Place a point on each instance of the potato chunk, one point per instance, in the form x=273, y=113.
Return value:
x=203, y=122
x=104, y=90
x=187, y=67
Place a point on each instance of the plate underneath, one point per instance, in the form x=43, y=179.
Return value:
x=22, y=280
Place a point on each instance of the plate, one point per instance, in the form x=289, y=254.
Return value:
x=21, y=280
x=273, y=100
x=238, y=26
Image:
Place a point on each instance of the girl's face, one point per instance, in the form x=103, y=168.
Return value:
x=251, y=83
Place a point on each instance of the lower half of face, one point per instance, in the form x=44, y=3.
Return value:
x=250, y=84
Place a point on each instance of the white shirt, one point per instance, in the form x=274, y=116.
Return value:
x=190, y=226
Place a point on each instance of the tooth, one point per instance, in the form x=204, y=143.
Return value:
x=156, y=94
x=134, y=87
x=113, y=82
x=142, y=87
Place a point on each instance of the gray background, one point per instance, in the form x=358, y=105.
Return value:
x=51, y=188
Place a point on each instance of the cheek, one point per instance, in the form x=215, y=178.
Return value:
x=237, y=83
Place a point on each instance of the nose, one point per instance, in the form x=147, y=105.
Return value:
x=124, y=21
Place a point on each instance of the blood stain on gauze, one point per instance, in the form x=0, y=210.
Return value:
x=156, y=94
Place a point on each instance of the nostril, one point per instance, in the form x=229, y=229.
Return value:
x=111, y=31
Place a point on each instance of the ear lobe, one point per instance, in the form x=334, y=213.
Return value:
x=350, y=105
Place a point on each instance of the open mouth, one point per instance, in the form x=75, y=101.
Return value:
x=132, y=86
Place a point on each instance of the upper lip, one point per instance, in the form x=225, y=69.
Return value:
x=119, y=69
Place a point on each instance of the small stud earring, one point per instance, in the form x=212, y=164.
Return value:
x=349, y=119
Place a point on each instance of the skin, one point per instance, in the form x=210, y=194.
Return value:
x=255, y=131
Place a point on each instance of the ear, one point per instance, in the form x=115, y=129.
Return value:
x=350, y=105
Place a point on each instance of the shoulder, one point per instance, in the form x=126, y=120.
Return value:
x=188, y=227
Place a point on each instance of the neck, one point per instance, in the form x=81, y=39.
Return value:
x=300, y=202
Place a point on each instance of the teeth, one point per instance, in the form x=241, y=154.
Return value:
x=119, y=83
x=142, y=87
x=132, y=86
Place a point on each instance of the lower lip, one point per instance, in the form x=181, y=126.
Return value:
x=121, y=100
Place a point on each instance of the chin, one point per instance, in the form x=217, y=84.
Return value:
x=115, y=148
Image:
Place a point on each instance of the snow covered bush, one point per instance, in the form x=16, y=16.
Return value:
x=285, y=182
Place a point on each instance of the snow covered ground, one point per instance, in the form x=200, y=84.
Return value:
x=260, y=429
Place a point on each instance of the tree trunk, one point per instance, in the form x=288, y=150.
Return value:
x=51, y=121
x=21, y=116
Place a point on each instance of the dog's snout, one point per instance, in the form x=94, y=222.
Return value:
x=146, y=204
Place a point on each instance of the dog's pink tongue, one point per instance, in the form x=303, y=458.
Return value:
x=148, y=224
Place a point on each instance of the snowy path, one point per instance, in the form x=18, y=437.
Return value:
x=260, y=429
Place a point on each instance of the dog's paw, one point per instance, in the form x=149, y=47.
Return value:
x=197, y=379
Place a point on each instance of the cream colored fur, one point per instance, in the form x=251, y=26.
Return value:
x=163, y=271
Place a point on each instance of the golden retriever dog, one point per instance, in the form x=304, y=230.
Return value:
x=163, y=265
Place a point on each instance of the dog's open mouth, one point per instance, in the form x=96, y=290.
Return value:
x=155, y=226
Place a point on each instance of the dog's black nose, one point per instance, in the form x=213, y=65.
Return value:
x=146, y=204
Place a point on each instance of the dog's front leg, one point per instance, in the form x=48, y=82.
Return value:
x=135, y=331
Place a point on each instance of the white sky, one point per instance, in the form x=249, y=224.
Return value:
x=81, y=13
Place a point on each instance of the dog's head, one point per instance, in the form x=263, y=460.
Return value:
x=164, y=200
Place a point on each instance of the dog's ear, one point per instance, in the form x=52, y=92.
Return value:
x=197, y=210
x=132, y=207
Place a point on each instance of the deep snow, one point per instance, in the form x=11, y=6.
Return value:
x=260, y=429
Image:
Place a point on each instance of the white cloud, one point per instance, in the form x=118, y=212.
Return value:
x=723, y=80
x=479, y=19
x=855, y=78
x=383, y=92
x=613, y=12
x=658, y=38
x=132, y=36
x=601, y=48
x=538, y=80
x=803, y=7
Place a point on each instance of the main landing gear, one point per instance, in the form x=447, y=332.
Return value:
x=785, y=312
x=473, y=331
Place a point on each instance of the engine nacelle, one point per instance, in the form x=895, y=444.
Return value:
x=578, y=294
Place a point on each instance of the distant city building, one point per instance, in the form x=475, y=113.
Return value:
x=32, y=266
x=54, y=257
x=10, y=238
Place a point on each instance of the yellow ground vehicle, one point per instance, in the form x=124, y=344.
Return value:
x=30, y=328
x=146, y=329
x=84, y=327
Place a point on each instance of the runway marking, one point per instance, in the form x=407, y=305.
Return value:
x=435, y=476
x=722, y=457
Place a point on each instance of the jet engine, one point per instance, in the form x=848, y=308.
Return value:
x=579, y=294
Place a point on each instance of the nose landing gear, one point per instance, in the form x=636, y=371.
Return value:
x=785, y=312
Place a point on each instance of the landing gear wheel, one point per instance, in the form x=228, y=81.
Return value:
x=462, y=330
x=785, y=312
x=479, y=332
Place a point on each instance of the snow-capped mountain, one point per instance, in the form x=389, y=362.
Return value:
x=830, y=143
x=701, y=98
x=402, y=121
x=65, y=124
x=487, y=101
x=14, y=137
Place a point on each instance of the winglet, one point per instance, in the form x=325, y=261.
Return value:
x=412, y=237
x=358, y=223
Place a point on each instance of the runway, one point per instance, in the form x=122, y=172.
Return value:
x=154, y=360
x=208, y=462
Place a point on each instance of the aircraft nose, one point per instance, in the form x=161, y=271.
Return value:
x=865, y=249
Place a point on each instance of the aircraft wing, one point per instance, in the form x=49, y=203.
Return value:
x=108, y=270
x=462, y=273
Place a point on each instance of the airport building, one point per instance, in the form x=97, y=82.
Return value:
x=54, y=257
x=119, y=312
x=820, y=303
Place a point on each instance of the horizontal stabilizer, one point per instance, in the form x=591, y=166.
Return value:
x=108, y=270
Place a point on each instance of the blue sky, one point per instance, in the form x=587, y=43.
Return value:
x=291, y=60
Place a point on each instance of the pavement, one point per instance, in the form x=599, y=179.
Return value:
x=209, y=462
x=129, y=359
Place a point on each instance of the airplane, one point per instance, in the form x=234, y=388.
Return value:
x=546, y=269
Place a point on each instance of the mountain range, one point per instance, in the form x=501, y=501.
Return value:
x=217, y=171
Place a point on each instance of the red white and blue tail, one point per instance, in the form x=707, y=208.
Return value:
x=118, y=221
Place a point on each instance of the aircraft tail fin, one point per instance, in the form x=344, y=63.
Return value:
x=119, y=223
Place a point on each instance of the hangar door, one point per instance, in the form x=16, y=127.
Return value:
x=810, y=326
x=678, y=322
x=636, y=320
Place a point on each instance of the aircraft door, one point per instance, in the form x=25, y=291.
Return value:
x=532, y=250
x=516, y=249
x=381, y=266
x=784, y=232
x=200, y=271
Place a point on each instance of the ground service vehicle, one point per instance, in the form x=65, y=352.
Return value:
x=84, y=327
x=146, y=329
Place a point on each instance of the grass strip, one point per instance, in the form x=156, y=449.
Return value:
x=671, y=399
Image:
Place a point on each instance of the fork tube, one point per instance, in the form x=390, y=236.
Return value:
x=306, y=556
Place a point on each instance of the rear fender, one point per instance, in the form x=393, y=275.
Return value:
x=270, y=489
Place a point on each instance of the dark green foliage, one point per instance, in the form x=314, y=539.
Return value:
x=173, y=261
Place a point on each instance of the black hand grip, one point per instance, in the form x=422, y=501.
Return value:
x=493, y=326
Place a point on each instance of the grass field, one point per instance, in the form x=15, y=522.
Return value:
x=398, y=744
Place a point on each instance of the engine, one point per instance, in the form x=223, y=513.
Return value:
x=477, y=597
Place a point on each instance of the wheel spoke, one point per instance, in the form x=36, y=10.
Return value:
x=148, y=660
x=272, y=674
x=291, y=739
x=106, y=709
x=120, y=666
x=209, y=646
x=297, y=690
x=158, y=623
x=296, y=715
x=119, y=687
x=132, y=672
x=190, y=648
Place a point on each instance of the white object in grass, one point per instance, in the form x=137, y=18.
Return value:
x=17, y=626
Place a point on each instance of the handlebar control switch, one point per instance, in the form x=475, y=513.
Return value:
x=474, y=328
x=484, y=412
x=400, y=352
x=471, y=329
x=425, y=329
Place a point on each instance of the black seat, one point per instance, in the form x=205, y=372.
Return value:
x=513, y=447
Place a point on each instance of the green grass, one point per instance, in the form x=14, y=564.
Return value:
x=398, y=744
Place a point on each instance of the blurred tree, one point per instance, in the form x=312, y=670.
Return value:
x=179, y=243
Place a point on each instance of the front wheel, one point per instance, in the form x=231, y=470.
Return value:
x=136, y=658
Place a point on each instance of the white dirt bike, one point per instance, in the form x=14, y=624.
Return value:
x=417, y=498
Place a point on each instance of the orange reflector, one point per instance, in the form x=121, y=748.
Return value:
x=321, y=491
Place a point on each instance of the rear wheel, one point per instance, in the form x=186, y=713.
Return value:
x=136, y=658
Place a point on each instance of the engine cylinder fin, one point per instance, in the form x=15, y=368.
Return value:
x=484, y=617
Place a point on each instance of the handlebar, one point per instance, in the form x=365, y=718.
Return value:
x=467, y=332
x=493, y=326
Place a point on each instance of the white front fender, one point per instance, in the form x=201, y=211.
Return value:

What is being asked: Among the lines above, find each one containing the string "grass" and copy it.

Expected answer:
Place a point on each instance of the grass strip, one point per instance, in the form x=156, y=449.
Place a point on each instance of the grass field, one point per instance, in the form x=15, y=522.
Place a point on each instance of the white object in grass, one point per instance, in the form x=137, y=18.
Place a point on each instance of the green grass, one point per instance, in the form x=14, y=564.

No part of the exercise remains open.